[STATED TASK]
Tally the lines below that contain the string "wall", matching case exactly, and reply with the count alone.

##### DATASET ENTRIES

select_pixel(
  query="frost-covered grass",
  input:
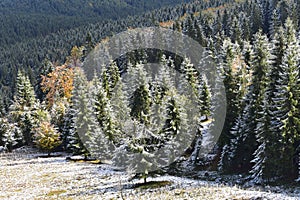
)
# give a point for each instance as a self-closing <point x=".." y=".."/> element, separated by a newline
<point x="24" y="176"/>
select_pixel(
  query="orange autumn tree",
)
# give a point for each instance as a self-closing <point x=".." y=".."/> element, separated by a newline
<point x="59" y="84"/>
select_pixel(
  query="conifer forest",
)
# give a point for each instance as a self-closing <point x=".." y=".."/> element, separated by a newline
<point x="217" y="119"/>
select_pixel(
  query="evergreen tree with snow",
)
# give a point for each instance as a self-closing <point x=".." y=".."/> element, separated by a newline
<point x="22" y="107"/>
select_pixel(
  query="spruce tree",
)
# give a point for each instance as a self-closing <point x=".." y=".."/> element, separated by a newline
<point x="21" y="111"/>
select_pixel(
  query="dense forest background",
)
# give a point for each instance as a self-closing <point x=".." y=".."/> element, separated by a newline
<point x="255" y="45"/>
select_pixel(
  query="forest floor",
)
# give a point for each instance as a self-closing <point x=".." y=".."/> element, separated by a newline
<point x="25" y="175"/>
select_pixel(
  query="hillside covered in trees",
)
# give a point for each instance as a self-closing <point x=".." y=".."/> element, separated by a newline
<point x="254" y="46"/>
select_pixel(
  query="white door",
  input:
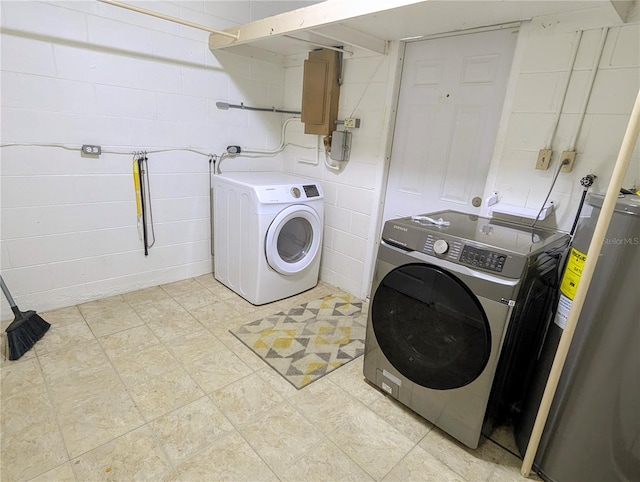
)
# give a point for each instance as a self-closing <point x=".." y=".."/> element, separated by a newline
<point x="450" y="102"/>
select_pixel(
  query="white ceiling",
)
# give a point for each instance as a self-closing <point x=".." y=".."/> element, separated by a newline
<point x="369" y="24"/>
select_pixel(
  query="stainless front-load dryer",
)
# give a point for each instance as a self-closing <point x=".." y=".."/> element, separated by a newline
<point x="458" y="309"/>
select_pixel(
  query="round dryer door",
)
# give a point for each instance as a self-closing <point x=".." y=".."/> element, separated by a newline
<point x="431" y="327"/>
<point x="293" y="239"/>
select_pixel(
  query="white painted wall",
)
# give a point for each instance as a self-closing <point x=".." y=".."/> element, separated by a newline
<point x="537" y="86"/>
<point x="81" y="72"/>
<point x="102" y="75"/>
<point x="352" y="224"/>
<point x="352" y="195"/>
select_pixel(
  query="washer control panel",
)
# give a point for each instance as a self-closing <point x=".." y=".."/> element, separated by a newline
<point x="448" y="249"/>
<point x="482" y="258"/>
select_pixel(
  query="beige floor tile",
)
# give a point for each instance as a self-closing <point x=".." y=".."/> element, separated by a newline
<point x="145" y="365"/>
<point x="25" y="408"/>
<point x="197" y="299"/>
<point x="72" y="400"/>
<point x="159" y="310"/>
<point x="372" y="443"/>
<point x="182" y="287"/>
<point x="63" y="316"/>
<point x="276" y="381"/>
<point x="165" y="393"/>
<point x="20" y="375"/>
<point x="95" y="382"/>
<point x="96" y="421"/>
<point x="110" y="315"/>
<point x="62" y="473"/>
<point x="508" y="470"/>
<point x="208" y="281"/>
<point x="229" y="458"/>
<point x="145" y="296"/>
<point x="34" y="450"/>
<point x="244" y="308"/>
<point x="247" y="399"/>
<point x="326" y="405"/>
<point x="216" y="313"/>
<point x="74" y="359"/>
<point x="169" y="328"/>
<point x="133" y="456"/>
<point x="281" y="436"/>
<point x="190" y="429"/>
<point x="406" y="421"/>
<point x="191" y="347"/>
<point x="470" y="464"/>
<point x="129" y="341"/>
<point x="62" y="337"/>
<point x="217" y="370"/>
<point x="220" y="290"/>
<point x="420" y="465"/>
<point x="503" y="435"/>
<point x="325" y="463"/>
<point x="4" y="350"/>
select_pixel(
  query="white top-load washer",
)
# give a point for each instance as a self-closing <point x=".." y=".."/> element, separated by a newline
<point x="267" y="229"/>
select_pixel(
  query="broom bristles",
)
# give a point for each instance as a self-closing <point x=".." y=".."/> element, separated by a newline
<point x="24" y="332"/>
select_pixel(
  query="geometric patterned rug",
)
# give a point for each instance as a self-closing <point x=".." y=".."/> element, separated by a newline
<point x="306" y="342"/>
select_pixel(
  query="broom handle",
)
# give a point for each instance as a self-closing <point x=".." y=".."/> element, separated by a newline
<point x="7" y="295"/>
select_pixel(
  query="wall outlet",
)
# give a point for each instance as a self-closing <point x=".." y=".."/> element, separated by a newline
<point x="91" y="150"/>
<point x="544" y="158"/>
<point x="351" y="123"/>
<point x="571" y="157"/>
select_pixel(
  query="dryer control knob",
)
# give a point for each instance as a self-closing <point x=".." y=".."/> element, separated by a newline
<point x="440" y="246"/>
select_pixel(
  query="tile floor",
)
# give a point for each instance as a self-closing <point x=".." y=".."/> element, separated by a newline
<point x="151" y="385"/>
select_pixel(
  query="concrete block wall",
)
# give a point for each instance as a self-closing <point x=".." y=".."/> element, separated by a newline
<point x="78" y="73"/>
<point x="545" y="49"/>
<point x="352" y="194"/>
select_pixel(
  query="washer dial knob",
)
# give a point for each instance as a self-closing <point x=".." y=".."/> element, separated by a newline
<point x="440" y="246"/>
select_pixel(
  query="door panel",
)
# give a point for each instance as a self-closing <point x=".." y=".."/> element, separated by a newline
<point x="449" y="108"/>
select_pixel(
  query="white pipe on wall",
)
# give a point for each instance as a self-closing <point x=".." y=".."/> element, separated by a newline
<point x="572" y="62"/>
<point x="608" y="206"/>
<point x="587" y="96"/>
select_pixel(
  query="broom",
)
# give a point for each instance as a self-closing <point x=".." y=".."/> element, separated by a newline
<point x="24" y="330"/>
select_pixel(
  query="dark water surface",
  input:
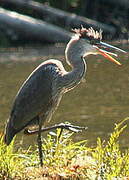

##########

[ANSWER]
4